— Your objective —
Which of the lines below contain the word "banner"? Pull out each such line in full, treating uppercase and lowercase as different.

— Task input —

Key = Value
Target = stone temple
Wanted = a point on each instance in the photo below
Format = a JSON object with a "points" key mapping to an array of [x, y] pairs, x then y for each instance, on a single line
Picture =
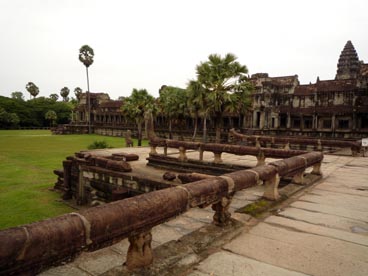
{"points": [[280, 106], [327, 108]]}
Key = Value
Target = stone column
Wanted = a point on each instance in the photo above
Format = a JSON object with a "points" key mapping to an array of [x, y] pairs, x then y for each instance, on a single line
{"points": [[271, 190], [222, 215], [139, 251], [262, 120]]}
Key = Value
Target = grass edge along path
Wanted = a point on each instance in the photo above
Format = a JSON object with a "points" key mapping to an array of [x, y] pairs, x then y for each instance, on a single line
{"points": [[27, 159]]}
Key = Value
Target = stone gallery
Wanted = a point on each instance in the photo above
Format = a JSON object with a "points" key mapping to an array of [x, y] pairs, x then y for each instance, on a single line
{"points": [[280, 106]]}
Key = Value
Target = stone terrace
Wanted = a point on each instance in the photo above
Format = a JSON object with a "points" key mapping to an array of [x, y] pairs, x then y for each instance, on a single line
{"points": [[321, 230]]}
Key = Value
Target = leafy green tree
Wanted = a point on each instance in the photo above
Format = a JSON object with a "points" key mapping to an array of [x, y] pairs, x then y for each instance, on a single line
{"points": [[8, 120], [64, 92], [17, 96], [86, 56], [135, 106], [173, 104], [54, 97], [78, 92], [197, 106], [224, 81], [51, 117], [32, 89]]}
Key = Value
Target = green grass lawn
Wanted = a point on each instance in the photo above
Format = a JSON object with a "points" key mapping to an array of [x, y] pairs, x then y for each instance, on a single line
{"points": [[27, 159]]}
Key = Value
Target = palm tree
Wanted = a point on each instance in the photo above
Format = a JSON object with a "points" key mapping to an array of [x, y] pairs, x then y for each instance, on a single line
{"points": [[51, 116], [173, 104], [54, 97], [197, 106], [32, 89], [64, 92], [224, 80], [86, 55], [135, 106], [78, 92]]}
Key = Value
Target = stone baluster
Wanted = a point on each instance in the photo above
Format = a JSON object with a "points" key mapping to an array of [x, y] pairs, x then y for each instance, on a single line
{"points": [[298, 178], [217, 157], [261, 159], [139, 251], [153, 149], [182, 154], [201, 153], [287, 146], [222, 215], [271, 188], [317, 169]]}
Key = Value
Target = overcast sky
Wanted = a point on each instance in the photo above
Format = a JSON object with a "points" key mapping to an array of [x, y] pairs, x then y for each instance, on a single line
{"points": [[145, 44]]}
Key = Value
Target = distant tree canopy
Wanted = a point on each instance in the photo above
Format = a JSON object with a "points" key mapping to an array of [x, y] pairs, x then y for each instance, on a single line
{"points": [[31, 113], [17, 95], [32, 89]]}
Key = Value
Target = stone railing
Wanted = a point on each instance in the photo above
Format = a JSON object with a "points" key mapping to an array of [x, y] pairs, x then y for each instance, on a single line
{"points": [[317, 144], [33, 247], [217, 149]]}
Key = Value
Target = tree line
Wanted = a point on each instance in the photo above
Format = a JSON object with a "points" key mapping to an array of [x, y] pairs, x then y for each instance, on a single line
{"points": [[221, 86], [16, 112]]}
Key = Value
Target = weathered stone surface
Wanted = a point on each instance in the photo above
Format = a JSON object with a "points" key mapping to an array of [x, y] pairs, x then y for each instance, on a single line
{"points": [[296, 257], [64, 270], [336, 199], [331, 210], [228, 264], [99, 261], [317, 230], [306, 240], [327, 220]]}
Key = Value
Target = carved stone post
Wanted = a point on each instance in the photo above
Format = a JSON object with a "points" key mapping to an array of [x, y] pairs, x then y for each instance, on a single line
{"points": [[182, 154], [354, 151], [317, 169], [319, 145], [261, 159], [139, 251], [258, 144], [67, 164], [298, 178], [271, 188], [201, 153], [222, 214], [153, 149], [217, 158]]}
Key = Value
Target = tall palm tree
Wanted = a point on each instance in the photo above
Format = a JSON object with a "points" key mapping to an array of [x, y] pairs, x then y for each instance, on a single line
{"points": [[173, 104], [51, 116], [78, 92], [135, 106], [222, 79], [64, 92], [32, 89], [86, 56], [196, 106]]}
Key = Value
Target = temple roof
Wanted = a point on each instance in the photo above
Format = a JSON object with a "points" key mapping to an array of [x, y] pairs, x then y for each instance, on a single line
{"points": [[349, 64]]}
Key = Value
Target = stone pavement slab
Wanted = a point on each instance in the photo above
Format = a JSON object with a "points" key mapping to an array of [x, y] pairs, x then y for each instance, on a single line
{"points": [[229, 264], [327, 220], [296, 257], [317, 230], [331, 210]]}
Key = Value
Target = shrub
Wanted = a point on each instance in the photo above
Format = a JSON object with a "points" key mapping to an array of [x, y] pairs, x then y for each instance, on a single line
{"points": [[99, 145]]}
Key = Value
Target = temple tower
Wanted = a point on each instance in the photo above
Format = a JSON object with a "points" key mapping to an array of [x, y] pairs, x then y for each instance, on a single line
{"points": [[349, 64]]}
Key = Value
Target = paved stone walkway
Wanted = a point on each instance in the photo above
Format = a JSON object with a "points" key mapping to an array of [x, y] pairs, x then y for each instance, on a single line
{"points": [[324, 231]]}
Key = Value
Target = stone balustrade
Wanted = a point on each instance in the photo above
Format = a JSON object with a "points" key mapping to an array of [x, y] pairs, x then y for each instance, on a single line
{"points": [[318, 144], [30, 248], [217, 149]]}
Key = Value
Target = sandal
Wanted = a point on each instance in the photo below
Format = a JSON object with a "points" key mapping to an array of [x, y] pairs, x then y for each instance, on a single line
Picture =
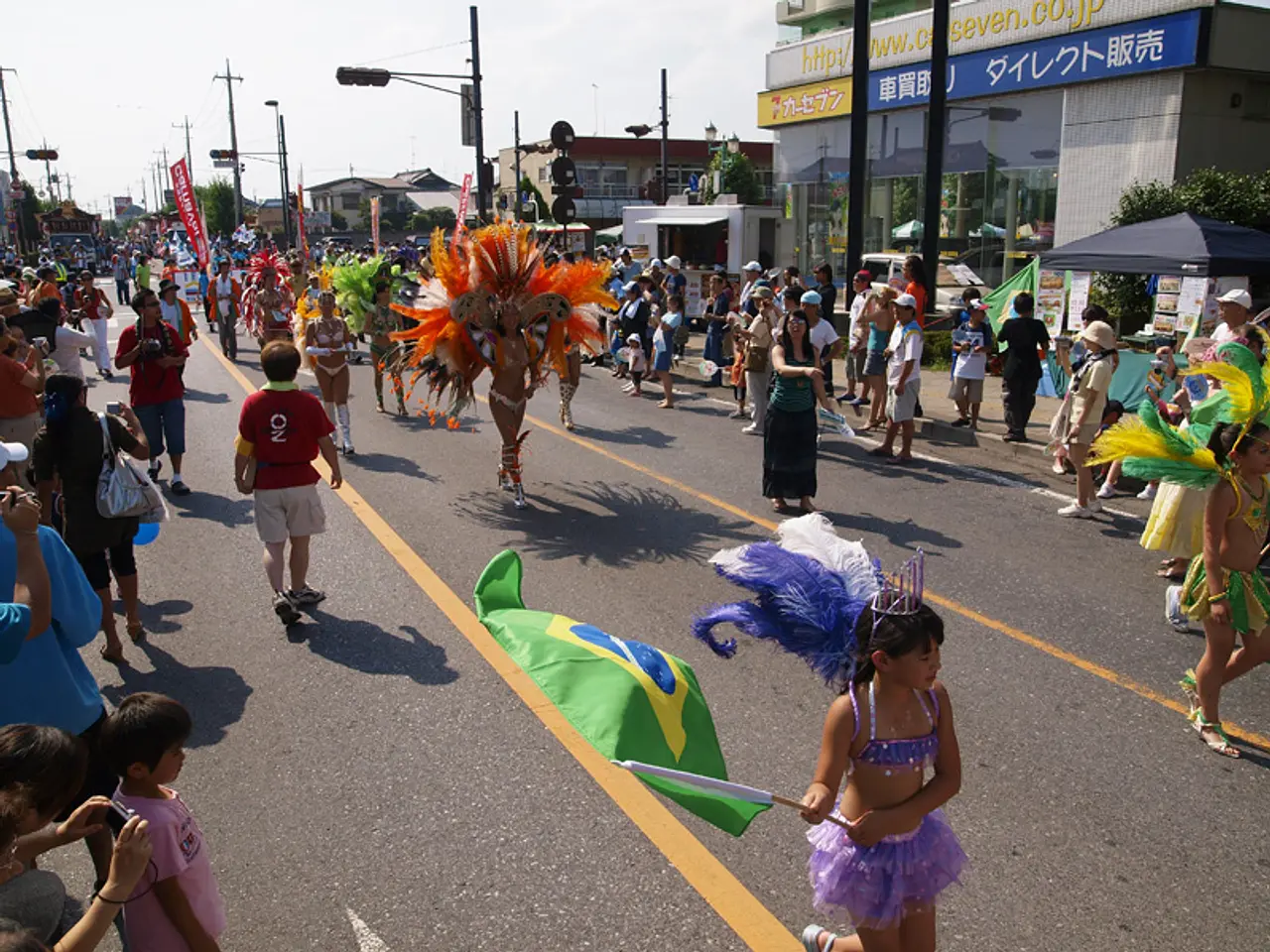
{"points": [[812, 938], [1191, 690], [1214, 737]]}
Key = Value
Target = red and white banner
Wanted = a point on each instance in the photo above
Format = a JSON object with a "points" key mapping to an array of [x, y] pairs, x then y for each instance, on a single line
{"points": [[183, 194], [300, 221], [462, 203]]}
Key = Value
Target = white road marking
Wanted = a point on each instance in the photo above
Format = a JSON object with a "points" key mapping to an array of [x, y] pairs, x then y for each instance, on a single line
{"points": [[366, 939]]}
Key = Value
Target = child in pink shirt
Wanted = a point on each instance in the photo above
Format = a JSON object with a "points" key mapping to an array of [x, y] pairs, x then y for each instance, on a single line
{"points": [[177, 905]]}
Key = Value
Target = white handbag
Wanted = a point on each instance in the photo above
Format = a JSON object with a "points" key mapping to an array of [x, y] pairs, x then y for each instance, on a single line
{"points": [[123, 489]]}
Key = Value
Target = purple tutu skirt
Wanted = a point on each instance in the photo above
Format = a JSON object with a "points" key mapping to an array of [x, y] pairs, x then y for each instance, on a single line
{"points": [[875, 885]]}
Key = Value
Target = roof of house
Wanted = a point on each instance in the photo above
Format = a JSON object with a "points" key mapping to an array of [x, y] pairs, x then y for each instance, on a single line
{"points": [[393, 184], [426, 180]]}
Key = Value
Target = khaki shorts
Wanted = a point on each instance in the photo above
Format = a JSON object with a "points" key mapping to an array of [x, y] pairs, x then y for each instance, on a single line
{"points": [[902, 408], [965, 389], [289, 513]]}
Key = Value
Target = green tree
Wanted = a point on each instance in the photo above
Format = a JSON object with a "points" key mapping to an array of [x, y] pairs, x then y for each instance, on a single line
{"points": [[429, 218], [1225, 195], [217, 200], [739, 178]]}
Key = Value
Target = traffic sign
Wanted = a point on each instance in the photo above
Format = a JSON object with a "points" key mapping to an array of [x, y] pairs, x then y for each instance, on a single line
{"points": [[564, 211], [562, 136]]}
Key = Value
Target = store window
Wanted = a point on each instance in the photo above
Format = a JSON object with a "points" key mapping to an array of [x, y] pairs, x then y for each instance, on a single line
{"points": [[1000, 186]]}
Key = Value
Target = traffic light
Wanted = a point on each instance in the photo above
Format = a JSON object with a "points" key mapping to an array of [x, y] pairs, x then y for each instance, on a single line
{"points": [[564, 176], [358, 76]]}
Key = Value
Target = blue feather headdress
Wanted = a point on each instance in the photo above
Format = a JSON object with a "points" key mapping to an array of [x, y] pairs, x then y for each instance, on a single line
{"points": [[811, 589]]}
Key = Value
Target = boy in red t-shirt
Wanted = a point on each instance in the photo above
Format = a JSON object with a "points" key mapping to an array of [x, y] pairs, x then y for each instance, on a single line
{"points": [[282, 430]]}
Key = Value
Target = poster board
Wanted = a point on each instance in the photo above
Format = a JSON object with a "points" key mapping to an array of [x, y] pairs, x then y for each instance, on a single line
{"points": [[1078, 298], [1052, 299]]}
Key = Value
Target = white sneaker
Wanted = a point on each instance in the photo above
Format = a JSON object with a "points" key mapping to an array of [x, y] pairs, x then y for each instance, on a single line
{"points": [[1174, 613]]}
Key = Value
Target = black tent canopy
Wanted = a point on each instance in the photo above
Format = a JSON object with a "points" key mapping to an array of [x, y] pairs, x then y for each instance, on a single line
{"points": [[1180, 244]]}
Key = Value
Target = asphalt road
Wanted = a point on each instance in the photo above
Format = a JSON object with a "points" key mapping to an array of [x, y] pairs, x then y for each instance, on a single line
{"points": [[373, 783]]}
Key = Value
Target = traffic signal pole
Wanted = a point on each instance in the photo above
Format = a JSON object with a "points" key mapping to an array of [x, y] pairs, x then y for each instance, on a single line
{"points": [[483, 186], [230, 79]]}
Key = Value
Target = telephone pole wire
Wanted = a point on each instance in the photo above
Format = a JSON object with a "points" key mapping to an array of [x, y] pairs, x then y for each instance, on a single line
{"points": [[230, 79]]}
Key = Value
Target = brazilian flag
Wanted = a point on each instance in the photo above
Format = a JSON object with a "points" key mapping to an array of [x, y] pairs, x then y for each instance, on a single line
{"points": [[629, 699]]}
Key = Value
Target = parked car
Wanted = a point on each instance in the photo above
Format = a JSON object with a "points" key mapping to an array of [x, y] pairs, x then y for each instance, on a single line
{"points": [[888, 271]]}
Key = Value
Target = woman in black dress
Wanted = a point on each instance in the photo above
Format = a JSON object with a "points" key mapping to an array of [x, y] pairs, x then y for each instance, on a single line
{"points": [[789, 442], [68, 451]]}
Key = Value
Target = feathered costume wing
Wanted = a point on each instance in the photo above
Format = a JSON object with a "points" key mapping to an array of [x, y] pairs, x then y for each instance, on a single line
{"points": [[810, 590], [254, 281], [1155, 449], [475, 281]]}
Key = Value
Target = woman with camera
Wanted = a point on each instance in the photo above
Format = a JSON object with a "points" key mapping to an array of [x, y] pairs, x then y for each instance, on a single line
{"points": [[68, 452]]}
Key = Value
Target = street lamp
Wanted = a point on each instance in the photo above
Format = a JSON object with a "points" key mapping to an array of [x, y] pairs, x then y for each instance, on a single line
{"points": [[282, 173]]}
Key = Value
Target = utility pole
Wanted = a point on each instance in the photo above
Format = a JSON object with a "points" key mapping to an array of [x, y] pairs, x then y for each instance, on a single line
{"points": [[666, 134], [230, 79], [13, 162], [481, 185], [286, 179], [190, 159], [516, 151]]}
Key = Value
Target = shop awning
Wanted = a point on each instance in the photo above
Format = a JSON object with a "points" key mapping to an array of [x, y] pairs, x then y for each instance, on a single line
{"points": [[710, 220], [1180, 244]]}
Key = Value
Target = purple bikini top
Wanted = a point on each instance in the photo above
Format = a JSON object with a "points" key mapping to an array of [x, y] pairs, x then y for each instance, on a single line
{"points": [[917, 753]]}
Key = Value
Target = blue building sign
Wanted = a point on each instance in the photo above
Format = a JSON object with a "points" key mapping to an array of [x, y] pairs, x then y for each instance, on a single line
{"points": [[1127, 50]]}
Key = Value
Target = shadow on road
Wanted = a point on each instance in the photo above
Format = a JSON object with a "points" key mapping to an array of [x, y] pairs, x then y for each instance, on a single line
{"points": [[199, 397], [216, 697], [631, 435], [616, 525], [381, 462], [213, 508], [370, 649]]}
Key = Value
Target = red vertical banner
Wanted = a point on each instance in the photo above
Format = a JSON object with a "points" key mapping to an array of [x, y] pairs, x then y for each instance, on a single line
{"points": [[183, 193], [300, 221]]}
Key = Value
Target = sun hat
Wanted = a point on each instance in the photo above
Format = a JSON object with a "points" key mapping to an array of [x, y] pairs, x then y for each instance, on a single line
{"points": [[1237, 296], [1098, 333]]}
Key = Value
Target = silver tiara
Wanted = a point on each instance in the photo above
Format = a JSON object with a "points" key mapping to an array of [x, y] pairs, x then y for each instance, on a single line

— Output of the exercise —
Target = red and white banner
Target = red vertical banner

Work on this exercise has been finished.